> **PROBLEM DESCRIPTION**
Report in full every line below that contains the word "pillar".

> **TASK DATA**
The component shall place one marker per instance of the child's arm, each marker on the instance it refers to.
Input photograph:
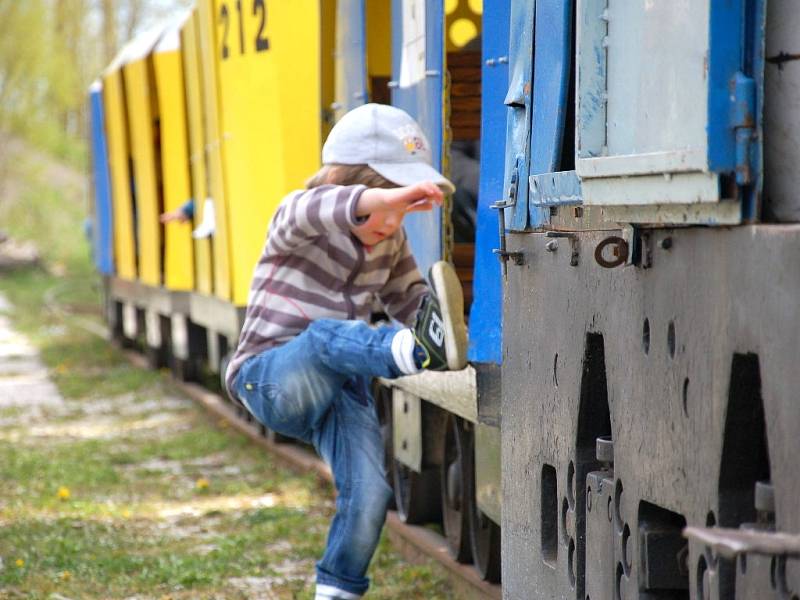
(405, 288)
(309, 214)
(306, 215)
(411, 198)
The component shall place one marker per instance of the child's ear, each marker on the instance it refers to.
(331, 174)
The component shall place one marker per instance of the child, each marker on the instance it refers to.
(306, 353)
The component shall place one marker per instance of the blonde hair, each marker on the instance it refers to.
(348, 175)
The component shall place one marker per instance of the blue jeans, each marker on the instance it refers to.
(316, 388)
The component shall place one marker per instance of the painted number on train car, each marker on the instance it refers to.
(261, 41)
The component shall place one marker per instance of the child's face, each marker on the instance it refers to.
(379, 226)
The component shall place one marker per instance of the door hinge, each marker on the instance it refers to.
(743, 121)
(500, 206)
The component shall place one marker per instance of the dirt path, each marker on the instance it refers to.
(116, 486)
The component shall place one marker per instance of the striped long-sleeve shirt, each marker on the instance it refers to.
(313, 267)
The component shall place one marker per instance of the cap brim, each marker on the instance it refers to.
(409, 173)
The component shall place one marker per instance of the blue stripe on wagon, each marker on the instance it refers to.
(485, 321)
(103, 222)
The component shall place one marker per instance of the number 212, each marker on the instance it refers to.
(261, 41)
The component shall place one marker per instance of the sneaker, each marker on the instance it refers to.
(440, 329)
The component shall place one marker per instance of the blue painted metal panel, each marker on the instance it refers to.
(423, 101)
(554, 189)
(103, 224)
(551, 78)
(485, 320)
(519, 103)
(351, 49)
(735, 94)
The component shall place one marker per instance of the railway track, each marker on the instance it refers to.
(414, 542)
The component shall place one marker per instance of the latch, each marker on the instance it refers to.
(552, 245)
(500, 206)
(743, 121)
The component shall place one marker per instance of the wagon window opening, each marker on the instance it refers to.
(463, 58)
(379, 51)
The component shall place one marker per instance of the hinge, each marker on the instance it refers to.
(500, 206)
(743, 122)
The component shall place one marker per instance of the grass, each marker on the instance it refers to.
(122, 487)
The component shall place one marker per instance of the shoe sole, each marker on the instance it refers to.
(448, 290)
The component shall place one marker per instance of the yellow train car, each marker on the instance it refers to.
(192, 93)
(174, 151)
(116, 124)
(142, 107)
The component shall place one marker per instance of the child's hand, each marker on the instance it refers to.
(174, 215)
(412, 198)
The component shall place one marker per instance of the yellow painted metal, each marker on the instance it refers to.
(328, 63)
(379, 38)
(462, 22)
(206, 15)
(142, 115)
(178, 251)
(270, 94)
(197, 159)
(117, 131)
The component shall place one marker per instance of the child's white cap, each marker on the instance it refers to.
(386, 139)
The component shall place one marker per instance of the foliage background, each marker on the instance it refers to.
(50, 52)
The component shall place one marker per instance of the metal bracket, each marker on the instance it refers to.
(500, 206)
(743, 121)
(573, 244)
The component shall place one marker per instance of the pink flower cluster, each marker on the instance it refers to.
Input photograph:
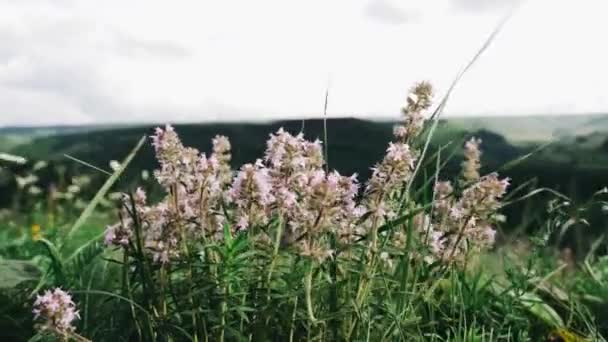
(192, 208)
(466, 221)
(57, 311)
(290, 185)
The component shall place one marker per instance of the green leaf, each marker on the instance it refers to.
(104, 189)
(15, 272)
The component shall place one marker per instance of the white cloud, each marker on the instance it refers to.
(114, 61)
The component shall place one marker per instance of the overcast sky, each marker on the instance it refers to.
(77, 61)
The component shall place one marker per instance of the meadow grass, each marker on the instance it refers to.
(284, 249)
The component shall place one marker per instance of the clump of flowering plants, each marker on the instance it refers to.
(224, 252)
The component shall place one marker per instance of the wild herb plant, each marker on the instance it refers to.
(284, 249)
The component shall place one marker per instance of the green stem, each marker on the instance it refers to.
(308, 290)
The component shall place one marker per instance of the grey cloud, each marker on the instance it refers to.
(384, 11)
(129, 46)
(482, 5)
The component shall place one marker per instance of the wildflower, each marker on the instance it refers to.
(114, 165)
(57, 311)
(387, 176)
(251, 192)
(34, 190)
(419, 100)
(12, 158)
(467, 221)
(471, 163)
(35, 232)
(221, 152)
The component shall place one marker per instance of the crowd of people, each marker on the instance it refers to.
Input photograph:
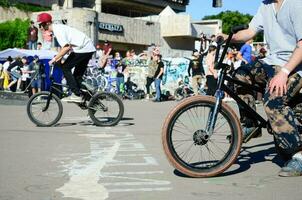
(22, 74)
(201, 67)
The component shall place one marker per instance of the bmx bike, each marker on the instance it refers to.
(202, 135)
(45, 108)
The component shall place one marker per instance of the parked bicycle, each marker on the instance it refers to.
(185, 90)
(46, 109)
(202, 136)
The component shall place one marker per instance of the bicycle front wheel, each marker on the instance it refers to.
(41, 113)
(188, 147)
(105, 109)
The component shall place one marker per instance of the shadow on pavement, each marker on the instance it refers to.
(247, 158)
==
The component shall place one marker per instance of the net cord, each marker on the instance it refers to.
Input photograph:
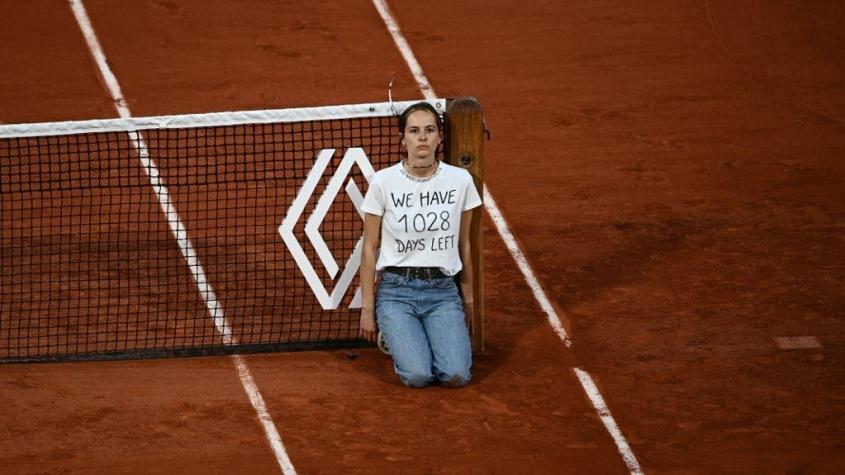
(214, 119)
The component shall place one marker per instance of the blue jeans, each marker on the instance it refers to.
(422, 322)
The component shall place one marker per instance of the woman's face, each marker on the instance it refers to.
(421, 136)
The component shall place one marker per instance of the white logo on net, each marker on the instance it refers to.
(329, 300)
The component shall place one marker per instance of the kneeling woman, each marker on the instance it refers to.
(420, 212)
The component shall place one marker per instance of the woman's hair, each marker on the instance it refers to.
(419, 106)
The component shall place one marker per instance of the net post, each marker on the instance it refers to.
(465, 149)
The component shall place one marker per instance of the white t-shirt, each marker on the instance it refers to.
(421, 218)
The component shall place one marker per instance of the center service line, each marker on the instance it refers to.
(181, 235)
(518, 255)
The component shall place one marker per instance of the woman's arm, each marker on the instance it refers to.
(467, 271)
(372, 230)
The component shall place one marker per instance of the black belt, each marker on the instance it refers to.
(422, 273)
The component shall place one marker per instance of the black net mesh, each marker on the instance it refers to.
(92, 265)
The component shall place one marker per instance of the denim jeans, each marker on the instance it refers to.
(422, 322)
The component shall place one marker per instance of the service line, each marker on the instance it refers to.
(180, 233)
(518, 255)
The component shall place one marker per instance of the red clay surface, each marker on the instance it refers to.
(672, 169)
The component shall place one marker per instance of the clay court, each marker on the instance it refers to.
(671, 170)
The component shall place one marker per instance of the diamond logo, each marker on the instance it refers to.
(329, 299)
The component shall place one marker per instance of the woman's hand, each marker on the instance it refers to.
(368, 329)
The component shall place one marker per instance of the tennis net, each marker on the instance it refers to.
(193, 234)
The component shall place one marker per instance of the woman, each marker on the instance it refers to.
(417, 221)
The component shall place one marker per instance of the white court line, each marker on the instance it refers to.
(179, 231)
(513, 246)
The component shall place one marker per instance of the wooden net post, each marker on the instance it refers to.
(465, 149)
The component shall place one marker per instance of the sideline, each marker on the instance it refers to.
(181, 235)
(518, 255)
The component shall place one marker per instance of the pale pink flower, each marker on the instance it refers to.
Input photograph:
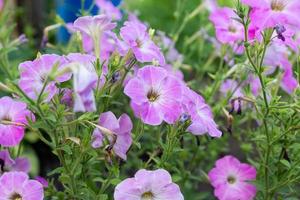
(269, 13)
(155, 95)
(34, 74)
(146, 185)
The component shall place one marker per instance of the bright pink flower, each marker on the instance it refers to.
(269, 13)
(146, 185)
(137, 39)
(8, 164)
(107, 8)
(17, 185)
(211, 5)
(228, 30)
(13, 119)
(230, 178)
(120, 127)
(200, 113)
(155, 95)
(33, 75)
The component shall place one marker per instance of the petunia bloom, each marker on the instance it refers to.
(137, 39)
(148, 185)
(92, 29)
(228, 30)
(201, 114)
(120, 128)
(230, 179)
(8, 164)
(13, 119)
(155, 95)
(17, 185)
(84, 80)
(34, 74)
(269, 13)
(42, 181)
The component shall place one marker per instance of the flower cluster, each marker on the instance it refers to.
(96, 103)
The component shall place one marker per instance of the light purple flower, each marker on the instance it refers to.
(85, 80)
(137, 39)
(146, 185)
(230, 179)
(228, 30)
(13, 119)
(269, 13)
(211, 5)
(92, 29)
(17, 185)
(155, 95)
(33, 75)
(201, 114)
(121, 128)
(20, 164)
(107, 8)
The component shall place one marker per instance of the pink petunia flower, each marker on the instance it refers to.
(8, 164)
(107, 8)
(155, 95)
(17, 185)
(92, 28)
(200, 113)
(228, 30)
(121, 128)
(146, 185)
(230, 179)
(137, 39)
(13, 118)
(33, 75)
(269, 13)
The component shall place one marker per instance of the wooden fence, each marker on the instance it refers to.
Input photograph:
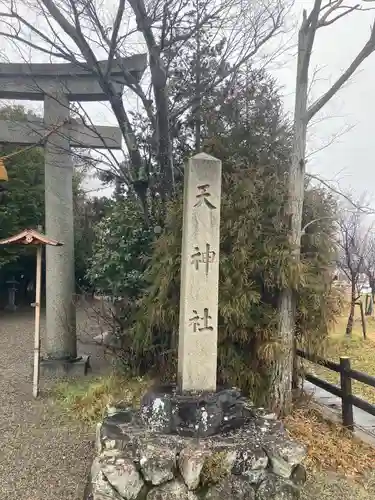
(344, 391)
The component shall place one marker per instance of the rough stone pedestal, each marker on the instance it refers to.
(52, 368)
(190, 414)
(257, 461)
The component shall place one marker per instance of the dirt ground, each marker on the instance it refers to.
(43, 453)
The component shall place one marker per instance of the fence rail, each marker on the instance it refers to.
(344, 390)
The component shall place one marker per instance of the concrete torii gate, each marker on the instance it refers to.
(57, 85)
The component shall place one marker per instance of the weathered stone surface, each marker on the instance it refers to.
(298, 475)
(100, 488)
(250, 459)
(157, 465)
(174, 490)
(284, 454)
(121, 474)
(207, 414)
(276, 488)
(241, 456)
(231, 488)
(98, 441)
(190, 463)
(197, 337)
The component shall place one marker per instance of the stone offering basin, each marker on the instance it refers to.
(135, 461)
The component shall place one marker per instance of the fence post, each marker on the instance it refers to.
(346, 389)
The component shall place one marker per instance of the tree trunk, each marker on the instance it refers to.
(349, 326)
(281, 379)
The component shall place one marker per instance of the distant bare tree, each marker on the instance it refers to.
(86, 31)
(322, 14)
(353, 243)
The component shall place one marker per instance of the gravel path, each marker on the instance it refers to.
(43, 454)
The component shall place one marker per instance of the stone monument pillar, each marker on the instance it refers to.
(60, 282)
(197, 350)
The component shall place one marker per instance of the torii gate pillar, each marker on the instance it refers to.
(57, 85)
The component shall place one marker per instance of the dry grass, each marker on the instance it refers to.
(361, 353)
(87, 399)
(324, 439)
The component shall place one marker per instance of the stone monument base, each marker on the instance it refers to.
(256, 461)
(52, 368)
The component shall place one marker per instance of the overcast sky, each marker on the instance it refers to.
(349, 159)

> **RESPONSE**
The component shall place one marker per instance of the stone monument pillar, each marker on the instance it refers to.
The component shall place one marker per instance of the torii gate pillar, each marker on the instance it refers to.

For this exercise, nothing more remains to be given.